- **Work instructions**: Examine the records and identify each line that includes the string "shirt". Copy those lines.

=== Materials provided ===

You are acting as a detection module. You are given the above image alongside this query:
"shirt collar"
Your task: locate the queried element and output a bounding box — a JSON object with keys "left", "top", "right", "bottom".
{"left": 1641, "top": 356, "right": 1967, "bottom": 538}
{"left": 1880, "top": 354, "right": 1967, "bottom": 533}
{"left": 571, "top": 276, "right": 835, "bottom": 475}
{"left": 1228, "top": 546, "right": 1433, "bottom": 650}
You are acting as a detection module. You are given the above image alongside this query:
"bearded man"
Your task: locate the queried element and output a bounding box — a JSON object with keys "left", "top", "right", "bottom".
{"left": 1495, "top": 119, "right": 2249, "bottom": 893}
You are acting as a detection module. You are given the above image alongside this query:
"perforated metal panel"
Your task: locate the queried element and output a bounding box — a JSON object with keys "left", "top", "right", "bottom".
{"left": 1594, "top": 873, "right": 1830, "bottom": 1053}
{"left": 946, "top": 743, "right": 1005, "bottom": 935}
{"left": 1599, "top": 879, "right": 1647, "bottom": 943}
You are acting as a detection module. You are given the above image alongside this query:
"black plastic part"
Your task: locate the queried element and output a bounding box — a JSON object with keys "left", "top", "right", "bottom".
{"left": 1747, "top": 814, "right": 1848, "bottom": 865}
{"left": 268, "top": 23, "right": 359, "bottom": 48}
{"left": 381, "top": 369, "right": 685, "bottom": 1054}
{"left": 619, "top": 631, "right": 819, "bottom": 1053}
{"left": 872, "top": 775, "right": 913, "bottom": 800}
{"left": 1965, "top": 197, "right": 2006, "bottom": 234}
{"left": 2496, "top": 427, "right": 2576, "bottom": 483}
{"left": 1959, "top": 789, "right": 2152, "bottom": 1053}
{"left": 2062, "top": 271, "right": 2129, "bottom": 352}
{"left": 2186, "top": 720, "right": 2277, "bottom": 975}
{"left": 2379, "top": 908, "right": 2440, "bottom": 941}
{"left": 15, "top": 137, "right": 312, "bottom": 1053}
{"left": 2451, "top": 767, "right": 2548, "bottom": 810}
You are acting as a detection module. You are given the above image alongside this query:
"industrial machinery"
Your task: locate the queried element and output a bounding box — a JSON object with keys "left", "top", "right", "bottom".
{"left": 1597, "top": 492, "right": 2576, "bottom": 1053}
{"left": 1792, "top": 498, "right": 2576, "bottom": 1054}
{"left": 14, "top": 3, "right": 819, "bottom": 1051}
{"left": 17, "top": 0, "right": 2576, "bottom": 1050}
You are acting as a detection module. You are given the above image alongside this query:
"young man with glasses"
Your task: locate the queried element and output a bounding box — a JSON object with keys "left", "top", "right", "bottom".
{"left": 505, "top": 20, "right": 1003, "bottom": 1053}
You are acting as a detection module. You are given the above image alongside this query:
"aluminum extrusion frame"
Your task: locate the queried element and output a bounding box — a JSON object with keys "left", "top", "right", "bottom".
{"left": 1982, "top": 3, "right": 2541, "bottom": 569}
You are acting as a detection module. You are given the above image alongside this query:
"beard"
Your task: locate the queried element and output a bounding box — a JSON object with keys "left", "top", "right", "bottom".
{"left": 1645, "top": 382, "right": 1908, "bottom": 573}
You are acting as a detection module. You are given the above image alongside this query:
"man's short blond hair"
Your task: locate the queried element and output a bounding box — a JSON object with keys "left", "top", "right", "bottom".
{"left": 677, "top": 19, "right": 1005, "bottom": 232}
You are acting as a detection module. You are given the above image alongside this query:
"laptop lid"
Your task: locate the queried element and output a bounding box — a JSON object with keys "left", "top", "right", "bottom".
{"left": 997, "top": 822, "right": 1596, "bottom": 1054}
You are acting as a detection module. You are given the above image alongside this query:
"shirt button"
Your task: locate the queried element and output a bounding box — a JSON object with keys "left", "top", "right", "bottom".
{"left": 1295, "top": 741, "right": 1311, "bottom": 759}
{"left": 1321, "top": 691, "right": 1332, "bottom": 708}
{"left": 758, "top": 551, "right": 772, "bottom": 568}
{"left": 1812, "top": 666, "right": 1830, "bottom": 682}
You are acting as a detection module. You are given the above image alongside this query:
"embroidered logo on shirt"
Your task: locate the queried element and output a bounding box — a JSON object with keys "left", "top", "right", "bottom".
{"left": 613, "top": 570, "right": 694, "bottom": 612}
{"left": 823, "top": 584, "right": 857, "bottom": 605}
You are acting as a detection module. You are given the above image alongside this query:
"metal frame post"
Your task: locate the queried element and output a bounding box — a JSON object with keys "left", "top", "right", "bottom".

===

- **Task answer**:
"shirt collar"
"shirt button"
"embroidered logo on shirt"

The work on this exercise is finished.